:: Request ::
Reproduce the listing below with every occurrence of "instance" replaced by "occurrence", leaving all other text unchanged.

Begin

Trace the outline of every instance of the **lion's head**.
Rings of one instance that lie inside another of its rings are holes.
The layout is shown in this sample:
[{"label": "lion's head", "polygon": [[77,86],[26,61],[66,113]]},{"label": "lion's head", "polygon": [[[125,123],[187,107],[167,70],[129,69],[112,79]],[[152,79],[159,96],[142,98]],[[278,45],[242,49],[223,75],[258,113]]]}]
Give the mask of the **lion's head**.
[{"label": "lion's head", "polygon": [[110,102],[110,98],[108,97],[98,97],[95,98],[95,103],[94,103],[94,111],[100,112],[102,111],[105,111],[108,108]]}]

End

:: Answer ::
Trace the outline of every occurrence of the **lion's head**.
Rings of one occurrence that lie inside another of its rings are holes.
The layout is shown in this sample:
[{"label": "lion's head", "polygon": [[77,86],[26,61],[66,113]]},{"label": "lion's head", "polygon": [[[125,123],[187,107],[167,70],[129,69],[112,79]],[[152,79],[159,96],[142,98]],[[278,45],[242,49],[223,75],[258,113]]]}]
Give the mask of the **lion's head**.
[{"label": "lion's head", "polygon": [[110,102],[110,98],[108,97],[98,97],[95,98],[95,103],[94,103],[94,111],[100,112],[102,111],[105,111],[108,108]]}]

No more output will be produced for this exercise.